>> Start STORED ROWS

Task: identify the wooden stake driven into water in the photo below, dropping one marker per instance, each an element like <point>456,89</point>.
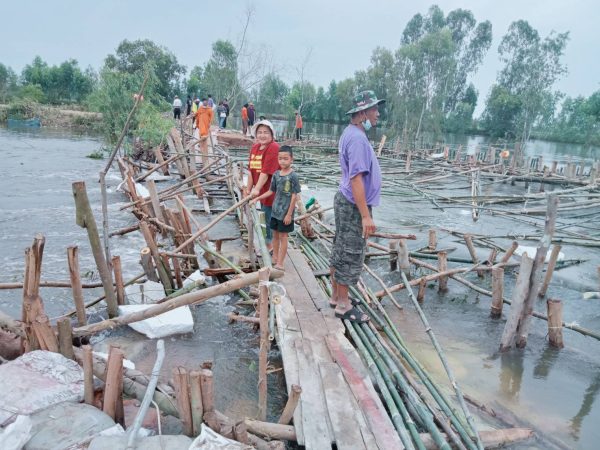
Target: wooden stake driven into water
<point>85,219</point>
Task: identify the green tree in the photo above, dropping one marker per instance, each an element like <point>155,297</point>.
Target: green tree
<point>532,65</point>
<point>132,57</point>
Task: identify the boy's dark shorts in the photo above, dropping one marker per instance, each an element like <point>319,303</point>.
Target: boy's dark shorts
<point>281,227</point>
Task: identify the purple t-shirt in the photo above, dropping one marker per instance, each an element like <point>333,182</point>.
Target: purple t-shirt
<point>357,156</point>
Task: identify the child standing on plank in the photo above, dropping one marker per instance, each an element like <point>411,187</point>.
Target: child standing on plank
<point>285,184</point>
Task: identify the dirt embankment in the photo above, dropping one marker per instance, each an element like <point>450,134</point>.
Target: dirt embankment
<point>61,117</point>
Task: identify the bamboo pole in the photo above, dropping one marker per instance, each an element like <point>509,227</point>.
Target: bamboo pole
<point>263,302</point>
<point>290,406</point>
<point>497,292</point>
<point>85,219</point>
<point>116,263</point>
<point>554,308</point>
<point>88,375</point>
<point>550,269</point>
<point>182,393</point>
<point>65,338</point>
<point>74,275</point>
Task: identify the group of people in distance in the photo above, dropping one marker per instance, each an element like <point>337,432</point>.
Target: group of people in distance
<point>274,183</point>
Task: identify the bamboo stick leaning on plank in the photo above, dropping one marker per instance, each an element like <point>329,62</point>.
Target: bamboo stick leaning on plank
<point>85,219</point>
<point>186,299</point>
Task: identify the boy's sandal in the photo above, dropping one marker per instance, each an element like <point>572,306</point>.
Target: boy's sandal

>> End STORED ROWS

__TO DO__
Please reproduce every one of the entries above word for word, leaving out the pictures.

__WORKED ANSWER__
Task: identify the wooden stake driven into water in the photo below, dropping one marker per instance, each an element like <point>456,89</point>.
Target: wooden stake driven into water
<point>85,219</point>
Task: identify the green tree in the photo above, dropping one marker per instance, each an element like <point>155,297</point>.
Target: green tree
<point>532,65</point>
<point>132,57</point>
Task: identify the boy's dark shorts in the photo above, dropping one marker per instance, each an element like <point>319,303</point>.
Target: boy's dark shorts
<point>281,227</point>
Task: identify the purple t-shirt in the photo above, dropping one marker per instance, each an element like <point>333,182</point>.
Target: purple t-shirt
<point>357,156</point>
Task: identify the child standing on plank in the photo above, dropping one marker per instance, each an element like <point>411,187</point>.
Target: child standing on plank
<point>285,184</point>
Task: identify the dirt embankment in the photo above, dropping one marker per instance, each an element like <point>450,134</point>.
Target: dirt embankment
<point>61,117</point>
Task: identify the bamboo pole in the photo above, dropping one marker per instance, each an element like <point>509,227</point>.
Target: bamboo pole
<point>263,302</point>
<point>290,406</point>
<point>497,292</point>
<point>85,219</point>
<point>116,263</point>
<point>554,308</point>
<point>88,375</point>
<point>550,269</point>
<point>182,393</point>
<point>65,338</point>
<point>74,275</point>
Task: identify the group of people in distance in the photo above, dropping one marker per instance, each an element like <point>337,432</point>.
Target: group of people in distance
<point>274,183</point>
Task: identify the bamboo stick leaning on plank in the photo above, dropping one marker per instance, each an element like <point>329,62</point>.
Target: bamboo stick leaning on plank
<point>85,219</point>
<point>186,299</point>
Task: identify the boy's sandal in the photo above, dropping one marker per instance, each an element like <point>572,306</point>.
Target: boy's sandal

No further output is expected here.